THE PROBLEM -
Look through the entries below for the string "segment", and copy each line where it is found.

[Excerpts from a dataset]
========================

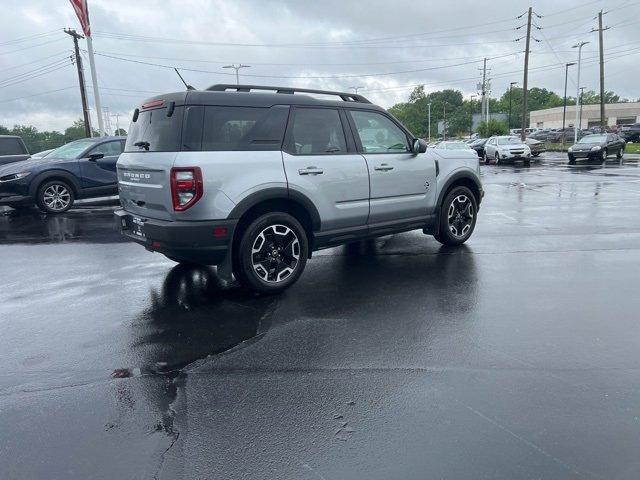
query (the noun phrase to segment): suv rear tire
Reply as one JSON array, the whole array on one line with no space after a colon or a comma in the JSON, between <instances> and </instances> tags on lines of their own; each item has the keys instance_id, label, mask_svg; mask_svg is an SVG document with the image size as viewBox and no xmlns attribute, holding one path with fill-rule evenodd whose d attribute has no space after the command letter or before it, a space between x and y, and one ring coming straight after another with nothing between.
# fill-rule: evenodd
<instances>
[{"instance_id":1,"label":"suv rear tire","mask_svg":"<svg viewBox=\"0 0 640 480\"><path fill-rule=\"evenodd\" d=\"M462 245L476 227L477 213L478 202L471 190L452 188L440 207L440 228L434 238L443 245Z\"/></svg>"},{"instance_id":2,"label":"suv rear tire","mask_svg":"<svg viewBox=\"0 0 640 480\"><path fill-rule=\"evenodd\" d=\"M242 232L234 251L233 273L246 288L278 293L298 280L309 242L298 220L284 212L266 213Z\"/></svg>"},{"instance_id":3,"label":"suv rear tire","mask_svg":"<svg viewBox=\"0 0 640 480\"><path fill-rule=\"evenodd\" d=\"M36 204L45 213L64 213L73 206L75 195L63 180L44 182L36 193Z\"/></svg>"}]
</instances>

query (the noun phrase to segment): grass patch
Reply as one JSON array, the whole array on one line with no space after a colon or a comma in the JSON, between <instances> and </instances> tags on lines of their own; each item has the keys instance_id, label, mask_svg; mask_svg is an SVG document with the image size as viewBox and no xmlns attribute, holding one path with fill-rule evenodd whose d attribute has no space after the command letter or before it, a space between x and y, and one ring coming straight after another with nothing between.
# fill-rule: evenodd
<instances>
[{"instance_id":1,"label":"grass patch","mask_svg":"<svg viewBox=\"0 0 640 480\"><path fill-rule=\"evenodd\" d=\"M640 143L627 143L624 151L626 153L640 153Z\"/></svg>"},{"instance_id":2,"label":"grass patch","mask_svg":"<svg viewBox=\"0 0 640 480\"><path fill-rule=\"evenodd\" d=\"M564 147L561 143L546 143L544 144L547 152L566 152L567 149L573 145L573 143L565 143ZM640 153L640 143L627 143L624 147L625 153Z\"/></svg>"}]
</instances>

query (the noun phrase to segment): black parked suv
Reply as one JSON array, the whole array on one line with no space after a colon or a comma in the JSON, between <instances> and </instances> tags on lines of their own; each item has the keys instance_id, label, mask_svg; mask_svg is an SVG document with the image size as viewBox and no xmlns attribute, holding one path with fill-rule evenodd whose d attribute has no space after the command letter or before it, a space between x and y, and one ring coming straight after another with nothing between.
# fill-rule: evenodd
<instances>
[{"instance_id":1,"label":"black parked suv","mask_svg":"<svg viewBox=\"0 0 640 480\"><path fill-rule=\"evenodd\" d=\"M619 134L627 142L640 142L640 123L622 125Z\"/></svg>"},{"instance_id":2,"label":"black parked suv","mask_svg":"<svg viewBox=\"0 0 640 480\"><path fill-rule=\"evenodd\" d=\"M15 135L0 135L0 165L27 158L29 158L29 151L22 138Z\"/></svg>"},{"instance_id":3,"label":"black parked suv","mask_svg":"<svg viewBox=\"0 0 640 480\"><path fill-rule=\"evenodd\" d=\"M46 157L0 166L0 205L35 204L46 213L62 213L77 198L115 195L124 143L125 137L84 138Z\"/></svg>"}]
</instances>

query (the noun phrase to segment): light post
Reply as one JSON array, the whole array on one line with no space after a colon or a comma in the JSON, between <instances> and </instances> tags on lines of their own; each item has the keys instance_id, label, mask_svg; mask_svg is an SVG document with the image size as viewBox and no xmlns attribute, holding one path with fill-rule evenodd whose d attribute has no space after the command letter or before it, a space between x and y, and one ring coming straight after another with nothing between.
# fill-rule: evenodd
<instances>
[{"instance_id":1,"label":"light post","mask_svg":"<svg viewBox=\"0 0 640 480\"><path fill-rule=\"evenodd\" d=\"M580 125L580 128L582 128L582 95L584 94L584 89L585 87L580 87L580 120L578 120L578 125Z\"/></svg>"},{"instance_id":2,"label":"light post","mask_svg":"<svg viewBox=\"0 0 640 480\"><path fill-rule=\"evenodd\" d=\"M509 130L511 130L511 90L513 89L513 86L517 84L518 82L511 82L509 84L509 120L508 120Z\"/></svg>"},{"instance_id":3,"label":"light post","mask_svg":"<svg viewBox=\"0 0 640 480\"><path fill-rule=\"evenodd\" d=\"M589 42L580 42L571 47L578 49L578 81L576 82L576 124L574 125L573 129L573 143L578 143L578 109L580 108L580 63L582 62L582 47L584 47L587 43Z\"/></svg>"},{"instance_id":4,"label":"light post","mask_svg":"<svg viewBox=\"0 0 640 480\"><path fill-rule=\"evenodd\" d=\"M353 90L353 93L355 93L356 95L358 94L358 90L360 90L361 88L364 88L362 85L358 85L357 87L349 87L350 89Z\"/></svg>"},{"instance_id":5,"label":"light post","mask_svg":"<svg viewBox=\"0 0 640 480\"><path fill-rule=\"evenodd\" d=\"M427 107L429 107L429 127L428 127L428 129L429 129L429 130L428 130L428 131L429 131L429 133L428 133L428 135L429 135L428 139L429 139L429 140L428 140L428 143L431 143L431 103L427 103Z\"/></svg>"},{"instance_id":6,"label":"light post","mask_svg":"<svg viewBox=\"0 0 640 480\"><path fill-rule=\"evenodd\" d=\"M564 67L564 107L562 108L562 147L564 148L564 126L567 117L567 78L569 77L569 67L575 65L576 62L567 63Z\"/></svg>"},{"instance_id":7,"label":"light post","mask_svg":"<svg viewBox=\"0 0 640 480\"><path fill-rule=\"evenodd\" d=\"M442 140L447 140L447 102L442 104Z\"/></svg>"},{"instance_id":8,"label":"light post","mask_svg":"<svg viewBox=\"0 0 640 480\"><path fill-rule=\"evenodd\" d=\"M240 74L238 73L238 71L241 68L249 68L251 67L251 65L243 65L242 63L239 65L236 64L232 64L232 65L225 65L222 68L233 68L236 71L236 85L240 85Z\"/></svg>"}]
</instances>

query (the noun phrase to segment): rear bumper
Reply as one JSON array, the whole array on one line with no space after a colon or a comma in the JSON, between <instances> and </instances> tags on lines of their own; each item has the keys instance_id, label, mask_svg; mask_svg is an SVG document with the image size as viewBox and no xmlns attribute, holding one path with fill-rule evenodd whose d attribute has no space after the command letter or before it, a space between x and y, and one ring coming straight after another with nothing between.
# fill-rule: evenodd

========================

FINAL ANSWER -
query (the noun phrase to segment): suv rear tire
query (the noun phrase to segment): grass patch
query (the noun phrase to segment): black parked suv
query (the noun phrase to segment): light post
query (the noun phrase to segment): rear bumper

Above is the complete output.